Render every line of the following data as a JSON list of strings, one string per line, skipping any blank lines.

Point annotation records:
- - - -
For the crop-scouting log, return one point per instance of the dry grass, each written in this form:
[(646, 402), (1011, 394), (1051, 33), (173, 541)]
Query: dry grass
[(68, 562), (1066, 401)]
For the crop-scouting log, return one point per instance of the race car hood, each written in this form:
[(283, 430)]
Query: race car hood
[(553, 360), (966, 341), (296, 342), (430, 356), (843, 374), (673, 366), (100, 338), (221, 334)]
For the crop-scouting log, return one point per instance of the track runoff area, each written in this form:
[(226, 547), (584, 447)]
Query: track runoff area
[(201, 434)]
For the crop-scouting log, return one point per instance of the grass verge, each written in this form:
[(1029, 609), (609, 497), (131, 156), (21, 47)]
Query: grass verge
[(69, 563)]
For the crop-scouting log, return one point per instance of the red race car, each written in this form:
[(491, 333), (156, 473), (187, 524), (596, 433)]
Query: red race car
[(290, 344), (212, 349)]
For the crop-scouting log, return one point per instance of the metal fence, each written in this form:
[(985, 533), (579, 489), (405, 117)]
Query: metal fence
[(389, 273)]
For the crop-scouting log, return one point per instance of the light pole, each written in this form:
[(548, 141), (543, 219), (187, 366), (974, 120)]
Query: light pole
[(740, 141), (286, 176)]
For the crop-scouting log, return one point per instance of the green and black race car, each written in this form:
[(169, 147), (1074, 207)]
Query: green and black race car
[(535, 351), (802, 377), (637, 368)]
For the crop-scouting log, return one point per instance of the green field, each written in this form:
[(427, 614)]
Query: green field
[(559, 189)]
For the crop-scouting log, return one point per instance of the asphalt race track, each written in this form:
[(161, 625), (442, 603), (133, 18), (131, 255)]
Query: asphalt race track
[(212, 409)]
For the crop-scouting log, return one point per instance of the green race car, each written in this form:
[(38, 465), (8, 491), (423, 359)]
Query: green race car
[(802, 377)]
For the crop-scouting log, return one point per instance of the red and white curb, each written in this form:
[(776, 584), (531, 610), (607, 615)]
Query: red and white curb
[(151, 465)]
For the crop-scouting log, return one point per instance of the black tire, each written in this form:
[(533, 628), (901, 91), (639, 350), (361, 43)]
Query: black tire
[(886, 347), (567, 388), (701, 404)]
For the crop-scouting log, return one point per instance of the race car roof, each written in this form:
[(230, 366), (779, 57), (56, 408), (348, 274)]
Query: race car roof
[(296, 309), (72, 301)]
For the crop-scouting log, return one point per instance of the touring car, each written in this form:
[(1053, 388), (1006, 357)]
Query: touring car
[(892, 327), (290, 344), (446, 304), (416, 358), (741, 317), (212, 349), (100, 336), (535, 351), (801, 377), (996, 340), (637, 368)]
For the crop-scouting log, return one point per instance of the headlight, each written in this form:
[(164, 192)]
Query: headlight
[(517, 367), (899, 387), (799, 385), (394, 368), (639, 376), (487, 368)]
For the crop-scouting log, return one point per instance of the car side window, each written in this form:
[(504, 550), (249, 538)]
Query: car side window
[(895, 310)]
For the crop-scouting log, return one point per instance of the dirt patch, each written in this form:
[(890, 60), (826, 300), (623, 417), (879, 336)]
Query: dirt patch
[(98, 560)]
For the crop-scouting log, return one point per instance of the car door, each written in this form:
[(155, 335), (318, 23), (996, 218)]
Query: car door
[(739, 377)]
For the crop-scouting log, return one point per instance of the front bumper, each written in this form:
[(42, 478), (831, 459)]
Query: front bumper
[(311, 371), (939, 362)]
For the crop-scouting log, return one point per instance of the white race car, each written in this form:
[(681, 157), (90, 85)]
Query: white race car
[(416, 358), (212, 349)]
- - - -
## CORRECT RESULT:
[
  "For the crop-scouting log, return one point per instance of the dry grass, each written in this form:",
  "[(646, 402), (1011, 394), (1051, 33), (173, 541)]",
  "Query: dry grass",
  "[(68, 562), (1066, 401)]",
  "For the crop-scouting log, return one point per instance of the race car hood, each written in this form:",
  "[(283, 430)]",
  "Query: race car hood",
  "[(553, 360), (966, 341), (296, 342), (430, 356), (843, 374), (673, 366), (100, 338), (221, 334)]",
  "For the crop-scouting log, return one point per instance of the track runoff area, each written in this form:",
  "[(226, 547), (584, 447)]",
  "Query: track runoff area",
  "[(201, 434)]",
  "For the crop-scouting log, return one point per instance of the grass verge, each written in this form:",
  "[(1029, 609), (609, 497), (131, 156), (21, 47)]",
  "Query: grass verge",
  "[(69, 563)]",
  "For the crop-scouting log, return one point per instance of the red race car, each written in this form:",
  "[(491, 333), (156, 473), (187, 524), (596, 433)]",
  "Query: red race car",
  "[(290, 344), (212, 349)]",
  "For the crop-scouting log, return one point per instance of the metal fence, each written in this form:",
  "[(985, 533), (579, 489), (405, 117)]",
  "Query: metal fence",
  "[(389, 273)]",
  "For the crop-scouting log, return one point per instance of the light pole, each written in this form:",
  "[(548, 141), (543, 219), (187, 366), (974, 120)]",
  "Query: light pole",
  "[(740, 141), (286, 176)]",
  "For the crop-scouting log, return one point per instance of the green and black race car, each written in this form:",
  "[(169, 147), (1074, 207)]",
  "Query: green and black race car",
  "[(535, 351), (802, 377), (637, 368)]",
  "For the crop-scouting log, return one point per instance of the green field, each written in this form:",
  "[(427, 614)]",
  "Query: green field",
  "[(559, 189)]",
  "For the crop-scouting log, return one point per instance of the asphalt race track, each written in this form:",
  "[(161, 625), (442, 603), (133, 18), (131, 255)]",
  "Query: asphalt race track",
  "[(212, 409)]",
  "For the crop-scouting log, return one point per instance of the green race car, each written in this form:",
  "[(38, 465), (8, 491), (423, 359)]",
  "Query: green race car",
  "[(802, 377)]",
  "For the crop-scouting log, return one point per instance of the red and white curb, each written in this form:",
  "[(776, 584), (531, 610), (607, 615)]",
  "Query: red and white curb",
  "[(151, 465)]",
  "For the crop-scouting log, return one point per instance of the black tire, each written in this form:",
  "[(533, 628), (901, 91), (639, 350), (361, 43)]",
  "Query: black tire",
  "[(886, 347), (567, 388), (701, 404)]",
  "For the crop-scouting log, return one point per instance of the race car roof, each written in this form:",
  "[(230, 366), (779, 57), (56, 408), (348, 274)]",
  "Query: race car roof",
  "[(296, 309), (72, 301)]",
  "For the crop-scouting log, return one point per instance of the touring car, each written in this form:",
  "[(1053, 388), (1006, 357)]",
  "Query: touring car",
  "[(892, 327), (290, 344), (446, 304), (416, 358), (741, 317), (212, 349), (100, 336), (535, 351), (801, 377), (996, 340), (637, 368)]",
  "For the crop-scouting log, return one point per instance of the headlight, each written in this form:",
  "[(164, 192)]",
  "Query: headlight",
  "[(517, 367), (899, 387), (799, 385), (394, 368), (639, 376), (487, 368)]",
  "For the crop-scouting log, return one point per instance of the car side window, each written in this form:",
  "[(504, 550), (249, 538)]",
  "Query: car side window",
  "[(895, 310)]",
  "For the crop-scouting log, return one point per instance of the dirt patch, each written in this form:",
  "[(890, 60), (826, 300), (623, 417), (879, 336)]",
  "Query: dirt patch",
  "[(98, 560)]",
  "For the crop-scouting log, return one point per instance of the car door, each written in this form:",
  "[(155, 335), (318, 23), (996, 218)]",
  "Query: car door",
  "[(739, 377)]",
  "For the crop-scouting log, return one point per instance of the front bumper, each written in this form:",
  "[(42, 478), (831, 459)]",
  "Query: front bumper",
  "[(311, 371), (939, 362)]",
  "For the crop-scouting log, return one point per instance of the white race car, each written in this form:",
  "[(681, 157), (90, 85)]",
  "Query: white race car",
  "[(416, 358), (212, 349)]"
]